Job - Could you return the items below word for word, starting at the very beginning and ending with the line that contains "left=0, top=399, right=136, bottom=529", both ends included, and leave out the pictures?

Dataset rows -
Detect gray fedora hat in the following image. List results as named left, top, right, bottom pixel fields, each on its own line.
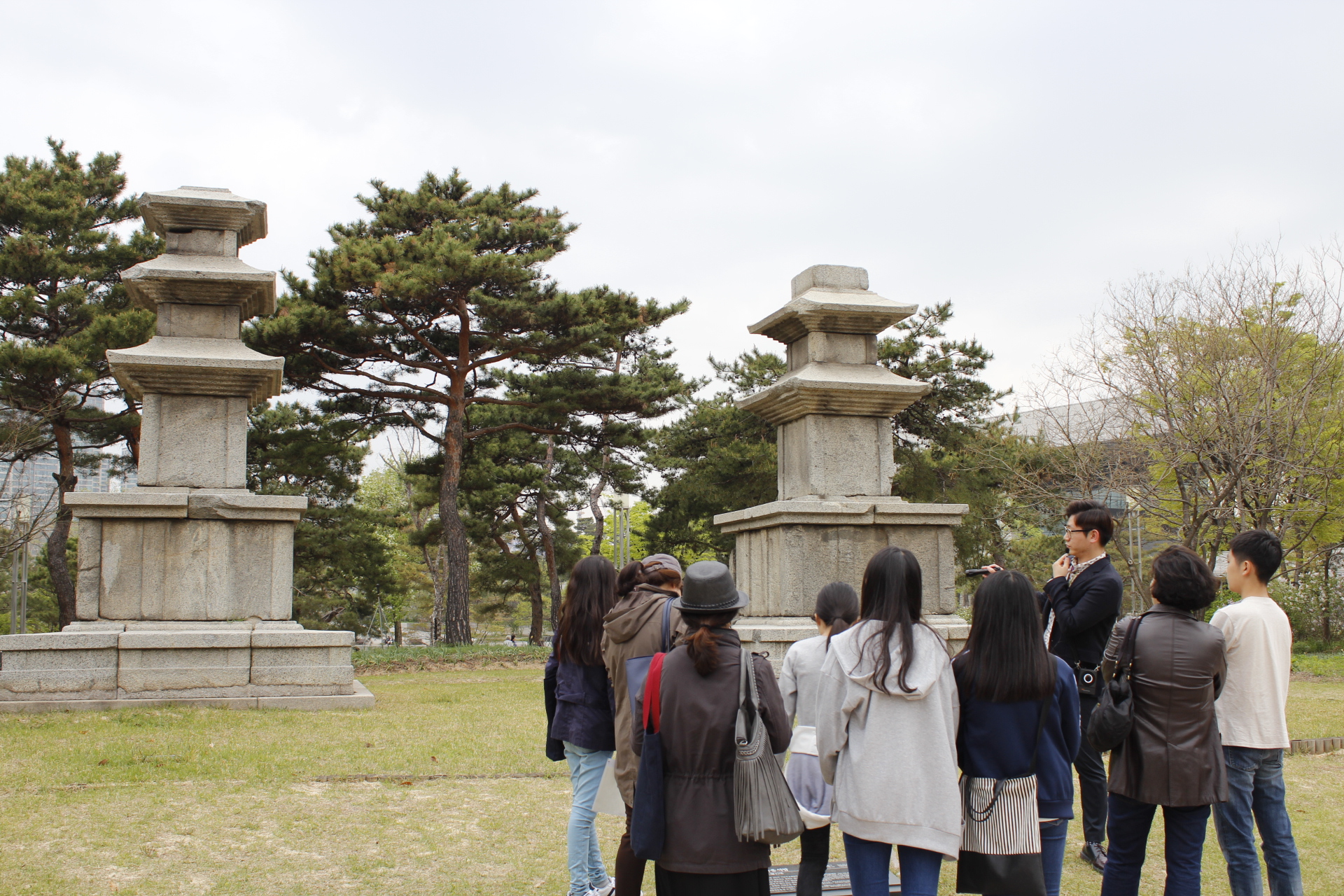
left=672, top=560, right=748, bottom=612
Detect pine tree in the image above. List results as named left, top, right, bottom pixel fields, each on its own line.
left=246, top=171, right=688, bottom=643
left=0, top=140, right=162, bottom=626
left=247, top=403, right=400, bottom=629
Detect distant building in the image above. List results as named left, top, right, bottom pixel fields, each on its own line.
left=0, top=399, right=136, bottom=529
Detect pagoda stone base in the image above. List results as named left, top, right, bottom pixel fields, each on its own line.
left=0, top=629, right=372, bottom=709
left=714, top=496, right=970, bottom=672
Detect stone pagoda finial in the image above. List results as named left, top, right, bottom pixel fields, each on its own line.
left=738, top=265, right=929, bottom=501
left=108, top=187, right=285, bottom=489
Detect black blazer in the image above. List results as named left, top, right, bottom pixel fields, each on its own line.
left=1040, top=557, right=1125, bottom=666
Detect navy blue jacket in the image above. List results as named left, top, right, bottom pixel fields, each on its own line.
left=1040, top=557, right=1125, bottom=666
left=545, top=653, right=615, bottom=762
left=957, top=657, right=1082, bottom=818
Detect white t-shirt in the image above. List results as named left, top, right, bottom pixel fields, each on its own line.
left=1210, top=596, right=1293, bottom=750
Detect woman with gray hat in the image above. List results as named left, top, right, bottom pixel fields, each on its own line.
left=602, top=554, right=682, bottom=896
left=634, top=560, right=790, bottom=896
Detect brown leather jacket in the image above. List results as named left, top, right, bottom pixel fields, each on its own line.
left=1102, top=603, right=1227, bottom=806
left=634, top=629, right=793, bottom=874
left=602, top=584, right=685, bottom=806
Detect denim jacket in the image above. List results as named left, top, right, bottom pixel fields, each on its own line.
left=546, top=653, right=615, bottom=762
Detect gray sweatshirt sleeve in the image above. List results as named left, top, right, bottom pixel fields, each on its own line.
left=816, top=652, right=863, bottom=785
left=780, top=646, right=798, bottom=728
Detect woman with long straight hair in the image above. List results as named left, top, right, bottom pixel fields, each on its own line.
left=951, top=570, right=1082, bottom=896
left=817, top=548, right=961, bottom=896
left=780, top=582, right=859, bottom=896
left=546, top=555, right=615, bottom=896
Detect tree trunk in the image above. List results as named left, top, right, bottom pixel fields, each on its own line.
left=589, top=481, right=606, bottom=554
left=47, top=424, right=79, bottom=629
left=438, top=400, right=472, bottom=643
left=536, top=435, right=561, bottom=631
left=527, top=579, right=546, bottom=648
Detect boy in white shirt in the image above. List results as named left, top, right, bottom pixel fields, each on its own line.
left=1210, top=529, right=1302, bottom=896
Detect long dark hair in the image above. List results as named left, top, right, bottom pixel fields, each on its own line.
left=555, top=554, right=615, bottom=666
left=859, top=548, right=925, bottom=694
left=812, top=582, right=859, bottom=650
left=681, top=610, right=738, bottom=676
left=951, top=570, right=1055, bottom=703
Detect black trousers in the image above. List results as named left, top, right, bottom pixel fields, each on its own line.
left=653, top=865, right=770, bottom=896
left=797, top=825, right=831, bottom=896
left=1074, top=694, right=1107, bottom=844
left=615, top=806, right=644, bottom=896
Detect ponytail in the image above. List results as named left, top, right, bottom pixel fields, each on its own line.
left=681, top=610, right=738, bottom=677
left=813, top=582, right=859, bottom=650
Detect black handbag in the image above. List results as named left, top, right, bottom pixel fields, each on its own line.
left=630, top=653, right=666, bottom=861
left=957, top=681, right=1059, bottom=896
left=1087, top=617, right=1144, bottom=752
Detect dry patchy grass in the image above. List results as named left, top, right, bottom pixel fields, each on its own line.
left=0, top=665, right=1344, bottom=896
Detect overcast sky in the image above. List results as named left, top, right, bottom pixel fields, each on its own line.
left=0, top=0, right=1344, bottom=427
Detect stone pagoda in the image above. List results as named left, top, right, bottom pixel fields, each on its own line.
left=714, top=265, right=967, bottom=668
left=0, top=187, right=372, bottom=709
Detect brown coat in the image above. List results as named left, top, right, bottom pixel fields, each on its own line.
left=1102, top=603, right=1227, bottom=806
left=602, top=584, right=685, bottom=806
left=636, top=629, right=793, bottom=874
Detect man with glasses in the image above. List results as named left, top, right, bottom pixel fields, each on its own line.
left=1042, top=501, right=1124, bottom=872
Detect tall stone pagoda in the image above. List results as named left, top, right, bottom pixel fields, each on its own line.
left=714, top=265, right=967, bottom=666
left=0, top=187, right=372, bottom=709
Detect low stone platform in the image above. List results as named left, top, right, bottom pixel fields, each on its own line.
left=0, top=681, right=374, bottom=712
left=0, top=620, right=372, bottom=708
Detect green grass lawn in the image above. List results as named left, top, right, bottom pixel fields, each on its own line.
left=0, top=668, right=1344, bottom=896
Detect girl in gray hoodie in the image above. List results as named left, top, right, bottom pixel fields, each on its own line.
left=780, top=582, right=859, bottom=896
left=816, top=548, right=961, bottom=896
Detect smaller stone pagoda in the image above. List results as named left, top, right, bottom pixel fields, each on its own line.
left=714, top=265, right=966, bottom=668
left=0, top=187, right=374, bottom=709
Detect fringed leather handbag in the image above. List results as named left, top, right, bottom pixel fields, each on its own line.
left=732, top=648, right=802, bottom=844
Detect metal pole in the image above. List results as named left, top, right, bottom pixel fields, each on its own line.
left=19, top=544, right=28, bottom=634
left=1134, top=512, right=1148, bottom=612
left=9, top=550, right=19, bottom=634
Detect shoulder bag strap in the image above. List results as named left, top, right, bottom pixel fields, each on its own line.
left=663, top=598, right=672, bottom=653
left=1116, top=612, right=1148, bottom=672
left=644, top=653, right=666, bottom=734
left=732, top=648, right=755, bottom=744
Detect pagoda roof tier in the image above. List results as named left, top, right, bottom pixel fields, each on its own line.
left=108, top=336, right=285, bottom=405
left=137, top=187, right=266, bottom=246
left=121, top=255, right=276, bottom=320
left=748, top=286, right=919, bottom=345
left=738, top=360, right=932, bottom=426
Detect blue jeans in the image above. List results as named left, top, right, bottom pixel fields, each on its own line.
left=1214, top=747, right=1302, bottom=896
left=983, top=818, right=1068, bottom=896
left=844, top=834, right=942, bottom=896
left=564, top=740, right=612, bottom=896
left=1100, top=794, right=1208, bottom=896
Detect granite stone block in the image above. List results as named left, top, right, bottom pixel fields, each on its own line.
left=99, top=520, right=294, bottom=621
left=76, top=517, right=102, bottom=620
left=0, top=631, right=121, bottom=652
left=251, top=629, right=355, bottom=649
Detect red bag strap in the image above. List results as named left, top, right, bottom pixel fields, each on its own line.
left=644, top=653, right=668, bottom=734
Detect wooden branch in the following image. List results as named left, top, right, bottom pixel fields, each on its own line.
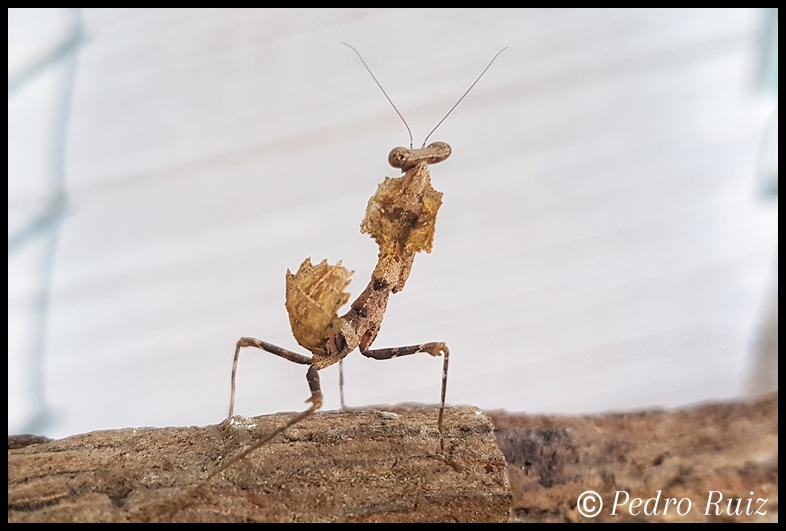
left=489, top=394, right=778, bottom=522
left=8, top=407, right=510, bottom=522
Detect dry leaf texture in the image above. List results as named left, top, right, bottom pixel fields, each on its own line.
left=286, top=258, right=352, bottom=354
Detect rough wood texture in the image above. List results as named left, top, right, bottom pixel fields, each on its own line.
left=8, top=407, right=510, bottom=522
left=489, top=394, right=778, bottom=522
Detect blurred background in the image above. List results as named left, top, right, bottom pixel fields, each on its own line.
left=8, top=9, right=778, bottom=437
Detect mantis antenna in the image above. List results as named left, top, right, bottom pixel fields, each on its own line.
left=341, top=42, right=412, bottom=149
left=423, top=46, right=508, bottom=147
left=341, top=42, right=508, bottom=149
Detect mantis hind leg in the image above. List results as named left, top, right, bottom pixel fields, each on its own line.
left=229, top=337, right=310, bottom=417
left=208, top=366, right=322, bottom=484
left=360, top=342, right=450, bottom=447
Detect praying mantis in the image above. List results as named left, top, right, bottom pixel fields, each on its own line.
left=205, top=43, right=506, bottom=481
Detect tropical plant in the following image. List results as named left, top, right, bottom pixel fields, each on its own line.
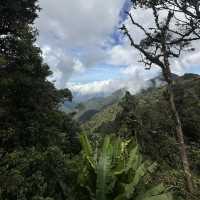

Expected answer -
Detect gray fedora hat in the following image. List results as named left, top, right, bottom pixel fields, each on its own line.
left=672, top=560, right=748, bottom=612
Detect pine tree in the image above. List results as named left, top, right, bottom pixel fields, each on its own line.
left=246, top=171, right=688, bottom=643
left=0, top=140, right=162, bottom=626
left=247, top=403, right=400, bottom=629
Detect distant building in the image above. List results as named left, top, right, bottom pixel fields, each on its own line.
left=0, top=399, right=136, bottom=529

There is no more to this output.